§ Text to read

◇ ◇ ◇ ◇ ◇ ◇ ◇

Older video games were sometimes fundamentally limited by the technology available at the time of their creation

Resident Evil 2’s exploration requires a good deal of backtracking, and you’re never quite sure if a zombie you killed earlier will get back up unless its head exploded—a feat achieved seemingly at random with handguns, but reliably so with more powerful weapons like the shotgun.

It’s a testament to the power of this remake that Capcom is able to keep zombies scary after twenty years of not just Resident Evil games, but an unfathomable amount of zombie-related media from TV to comic books.

Ultimately, what the new Resident Evil 2 shows is that older video games, unlike many classic films, were sometimes fundamentally limited by the technology available at the time of their creation. With the right care and consideration, classic games can take on new life and entertain a new generation of players.

◇ ◇ ◇ ◇ ◇ ◇ ◇

§ Information given
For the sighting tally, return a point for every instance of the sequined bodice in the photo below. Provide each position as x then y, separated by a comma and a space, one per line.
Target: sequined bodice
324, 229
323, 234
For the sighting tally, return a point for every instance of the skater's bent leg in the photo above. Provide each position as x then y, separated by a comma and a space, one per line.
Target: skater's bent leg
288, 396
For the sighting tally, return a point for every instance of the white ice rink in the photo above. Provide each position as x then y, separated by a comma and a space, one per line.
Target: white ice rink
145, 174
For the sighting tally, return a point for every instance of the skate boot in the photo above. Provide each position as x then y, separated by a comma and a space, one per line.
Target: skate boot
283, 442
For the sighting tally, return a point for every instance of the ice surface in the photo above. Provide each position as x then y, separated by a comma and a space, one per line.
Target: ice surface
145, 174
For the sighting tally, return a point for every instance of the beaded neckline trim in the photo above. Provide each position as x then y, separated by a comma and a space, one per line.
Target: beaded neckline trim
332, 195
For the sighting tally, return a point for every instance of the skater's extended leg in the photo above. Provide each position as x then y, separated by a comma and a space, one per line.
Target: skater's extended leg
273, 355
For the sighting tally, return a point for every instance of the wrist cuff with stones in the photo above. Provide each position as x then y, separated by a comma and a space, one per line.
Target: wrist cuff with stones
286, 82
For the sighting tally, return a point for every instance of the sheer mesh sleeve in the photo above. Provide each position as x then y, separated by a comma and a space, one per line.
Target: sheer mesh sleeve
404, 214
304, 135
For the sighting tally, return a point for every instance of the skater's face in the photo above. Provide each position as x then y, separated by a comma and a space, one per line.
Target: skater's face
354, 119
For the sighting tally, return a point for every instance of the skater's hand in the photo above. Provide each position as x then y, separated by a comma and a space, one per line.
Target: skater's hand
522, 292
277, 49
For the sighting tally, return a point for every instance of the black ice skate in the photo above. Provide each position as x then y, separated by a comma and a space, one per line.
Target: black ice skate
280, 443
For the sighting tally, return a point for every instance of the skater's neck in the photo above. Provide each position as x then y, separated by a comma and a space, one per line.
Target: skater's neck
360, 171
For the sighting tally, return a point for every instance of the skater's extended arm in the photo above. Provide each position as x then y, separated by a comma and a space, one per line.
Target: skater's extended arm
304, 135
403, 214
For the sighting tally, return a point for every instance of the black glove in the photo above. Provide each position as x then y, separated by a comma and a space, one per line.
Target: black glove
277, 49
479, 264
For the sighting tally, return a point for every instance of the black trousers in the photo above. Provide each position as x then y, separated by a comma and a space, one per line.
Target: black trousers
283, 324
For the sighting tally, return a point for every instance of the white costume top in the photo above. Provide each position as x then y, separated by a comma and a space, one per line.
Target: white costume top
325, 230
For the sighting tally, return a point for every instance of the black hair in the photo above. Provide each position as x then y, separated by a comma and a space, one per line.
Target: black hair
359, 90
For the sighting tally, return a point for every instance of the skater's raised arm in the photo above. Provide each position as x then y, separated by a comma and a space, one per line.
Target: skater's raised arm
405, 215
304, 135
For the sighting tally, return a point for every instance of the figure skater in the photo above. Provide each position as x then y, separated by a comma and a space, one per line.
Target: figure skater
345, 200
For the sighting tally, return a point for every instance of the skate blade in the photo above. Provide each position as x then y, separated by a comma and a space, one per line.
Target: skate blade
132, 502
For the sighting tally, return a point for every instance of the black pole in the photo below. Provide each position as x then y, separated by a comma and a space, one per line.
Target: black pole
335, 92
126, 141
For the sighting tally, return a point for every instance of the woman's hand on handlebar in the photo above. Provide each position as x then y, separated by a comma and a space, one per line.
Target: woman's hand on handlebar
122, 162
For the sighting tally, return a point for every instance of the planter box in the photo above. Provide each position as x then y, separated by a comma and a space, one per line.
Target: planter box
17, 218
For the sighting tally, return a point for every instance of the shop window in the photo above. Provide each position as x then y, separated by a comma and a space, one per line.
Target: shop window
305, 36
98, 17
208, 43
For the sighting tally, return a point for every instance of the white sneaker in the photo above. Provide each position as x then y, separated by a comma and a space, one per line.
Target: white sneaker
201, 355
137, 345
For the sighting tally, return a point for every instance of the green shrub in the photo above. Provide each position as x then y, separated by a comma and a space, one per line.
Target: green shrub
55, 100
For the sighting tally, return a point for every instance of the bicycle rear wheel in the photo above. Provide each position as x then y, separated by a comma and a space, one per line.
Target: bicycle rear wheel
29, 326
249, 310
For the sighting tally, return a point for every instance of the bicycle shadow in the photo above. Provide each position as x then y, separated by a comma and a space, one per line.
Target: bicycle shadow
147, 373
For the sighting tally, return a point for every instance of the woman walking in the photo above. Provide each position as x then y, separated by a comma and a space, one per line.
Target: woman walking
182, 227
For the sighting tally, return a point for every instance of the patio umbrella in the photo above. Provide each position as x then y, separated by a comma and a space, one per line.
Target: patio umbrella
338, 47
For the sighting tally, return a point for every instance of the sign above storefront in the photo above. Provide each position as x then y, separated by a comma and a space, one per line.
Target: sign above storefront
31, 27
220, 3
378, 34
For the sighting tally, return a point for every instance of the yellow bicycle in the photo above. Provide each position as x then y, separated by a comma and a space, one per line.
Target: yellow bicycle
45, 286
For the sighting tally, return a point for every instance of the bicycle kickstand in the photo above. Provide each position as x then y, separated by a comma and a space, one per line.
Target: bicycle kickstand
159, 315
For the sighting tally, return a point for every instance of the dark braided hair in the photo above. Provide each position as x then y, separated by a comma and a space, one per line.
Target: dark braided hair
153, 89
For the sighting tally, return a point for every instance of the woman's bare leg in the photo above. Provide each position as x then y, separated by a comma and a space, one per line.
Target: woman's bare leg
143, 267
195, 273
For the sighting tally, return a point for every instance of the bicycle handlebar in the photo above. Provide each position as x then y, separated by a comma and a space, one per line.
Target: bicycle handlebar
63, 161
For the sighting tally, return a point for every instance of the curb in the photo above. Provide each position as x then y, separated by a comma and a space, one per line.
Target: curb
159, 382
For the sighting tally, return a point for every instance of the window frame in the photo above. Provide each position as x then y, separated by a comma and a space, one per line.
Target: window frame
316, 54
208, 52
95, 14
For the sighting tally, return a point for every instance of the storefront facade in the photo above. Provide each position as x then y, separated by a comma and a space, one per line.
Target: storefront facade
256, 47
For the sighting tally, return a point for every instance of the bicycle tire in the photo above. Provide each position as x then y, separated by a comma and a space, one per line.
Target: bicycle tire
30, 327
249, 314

◇ ◇ ◇ ◇ ◇ ◇ ◇

§ To do
1 > Please extract the passage of the Resident Evil 2 remake text between "Older video games were" and "to comic books.", inclusive.
2 > Extend the Resident Evil 2 remake text, picking up after its final sentence.
The records are separate material and have no connection to the Resident Evil 2 remake text.

§ Set of answers
1 >
Older video games were sometimes fundamentally limited by the technology available at the time of their creation

Resident Evil 2’s exploration requires a good deal of backtracking, and you’re never quite sure if a zombie you killed earlier will get back up unless its head exploded—a feat achieved seemingly at random with handguns, but reliably so with more powerful weapons like the shotgun.

It’s a testament to the power of this remake that Capcom is able to keep zombies scary after twenty years of not just Resident Evil games, but an unfathomable amount of zombie-related media from TV to comic books.

2 >
The early era of 3D video games lends itself to this treatment. The Super Nintendo and its legendary lineup of 16-bit games— Super Mario World, The Legend of Zelda: A Link to the Past, etc—are often re-released, but never remade. They looked and played perfectly when they came out, and they look and play perfectly today. But many games from Resident Evil 2’s generation were figuring it out as they went along, sometimes with mixed results. Were pre-rendered environments and a fixed camera the best choice, or the only choice? Are tank controls fun, or just the best idea Capcom had at the time?

Games wouldn't be where they are today without these games, warts and all, but I'm also not a purist. I love this version of Resident Evil 2 more than the original, and I would love to see other games from this era get the same treatment. Give us a similarly remade Legend of Zelda: The Ocarina of Time. Remake the criminally underrated fighting game Bushido Blade. Reimagine the psychological horror of Silent Hill for a new era. Do them all.